### WHAT TO PRODUCE:
Could you print every record exactly as it stands?

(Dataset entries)
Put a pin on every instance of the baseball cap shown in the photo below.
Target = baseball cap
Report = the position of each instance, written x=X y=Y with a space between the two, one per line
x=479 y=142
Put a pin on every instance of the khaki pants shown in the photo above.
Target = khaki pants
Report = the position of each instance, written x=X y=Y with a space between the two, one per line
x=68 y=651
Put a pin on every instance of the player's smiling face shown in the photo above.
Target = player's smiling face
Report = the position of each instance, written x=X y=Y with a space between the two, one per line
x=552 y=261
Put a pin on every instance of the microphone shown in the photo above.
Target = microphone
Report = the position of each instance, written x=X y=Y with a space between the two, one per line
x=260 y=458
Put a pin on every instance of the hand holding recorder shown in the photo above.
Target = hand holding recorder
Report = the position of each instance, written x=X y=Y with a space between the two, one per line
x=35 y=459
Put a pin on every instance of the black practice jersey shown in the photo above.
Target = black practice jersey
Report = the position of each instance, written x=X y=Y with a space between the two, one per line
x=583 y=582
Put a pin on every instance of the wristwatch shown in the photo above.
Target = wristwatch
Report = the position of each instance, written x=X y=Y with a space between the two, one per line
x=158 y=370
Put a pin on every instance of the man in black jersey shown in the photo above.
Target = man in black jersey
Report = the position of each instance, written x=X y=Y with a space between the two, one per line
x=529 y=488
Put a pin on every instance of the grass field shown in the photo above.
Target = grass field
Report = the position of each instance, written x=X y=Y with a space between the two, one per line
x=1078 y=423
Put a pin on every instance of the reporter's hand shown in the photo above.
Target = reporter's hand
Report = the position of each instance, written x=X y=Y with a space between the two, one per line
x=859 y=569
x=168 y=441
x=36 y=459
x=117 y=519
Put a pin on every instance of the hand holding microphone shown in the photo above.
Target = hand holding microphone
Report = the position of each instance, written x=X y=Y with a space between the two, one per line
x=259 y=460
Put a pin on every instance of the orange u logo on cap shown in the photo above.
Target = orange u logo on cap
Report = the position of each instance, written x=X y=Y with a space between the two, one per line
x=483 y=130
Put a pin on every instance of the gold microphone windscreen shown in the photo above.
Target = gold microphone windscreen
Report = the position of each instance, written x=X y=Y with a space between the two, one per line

### ANSWER FOR THE TASK:
Put a pin on every instance of the baseball cap shown in the photo below.
Target = baseball cap
Report = the position of each instance, written x=X y=Y with a space between the two, one per line
x=479 y=142
Put a pin on every instance of the khaki pants shown in the photo above.
Target = khaki pants
Report = the position of each instance, written x=X y=Y with a space between the two, one per line
x=68 y=651
Put a pin on every instance of the player's smiling face shown in the photo above.
Target = player's smiling face
Report = the position of each instance, written x=X y=Y with a space between the two, one per line
x=552 y=261
Put a pin on every instance of the microphone shown in the photo above.
Target = microphone
Report = the position of each instance, written x=X y=Y with a space between the two, one per line
x=260 y=458
Put a pin on every instance of the hand holding recorder shown in the photo above.
Target = hand holding recorder
Report = the position of each instance, written x=X y=Y with a space between the two, one per line
x=35 y=459
Put a pin on every instance of the black practice jersey shown in the photo above.
Target = black practice jersey
Report = the position of each instance, written x=X y=Y with a space between the two, one per line
x=583 y=582
Put a pin on every instance of the wristwatch shown in the photo above.
Target = wristwatch
Report = the position of each instance, written x=X y=Y with a space between the two, one per line
x=158 y=370
Put a pin on every instance of the man in black jersey shown in the photo above.
Target = man in black jersey
Report = the position of each instance, written x=X y=Y with a space between the two, one per line
x=529 y=488
Put a pin on every instance of the grass field shown in the photo above.
Target = grass field
Report = the position of each instance, written x=X y=Y with a space between the two, one per line
x=1078 y=423
Put a pin on every instance of the reporter's hand shown in the photo above.
Target = reporter's hand
Report = the position of each instance, written x=X y=Y with a space between the two, one per line
x=859 y=569
x=168 y=441
x=36 y=459
x=117 y=519
Put a pin on every instance of the hand holding microphone shown in the photo above.
Target = hand holding microphone
Report = the position of each instance, written x=X y=Y with a space between the two, one per line
x=259 y=460
Put a pin on every instance of the orange u logo on cap shown in the photo above.
Target = orange u logo on cap
Report = the position of each instance, written x=X y=Y with a space between the two, one per line
x=483 y=130
Put a pin on every instance of the gold microphone windscreen shown in the photo above.
Target = gold microphone windscreen
Report = the position of each instance, written x=X y=Y with a space between the two, one per line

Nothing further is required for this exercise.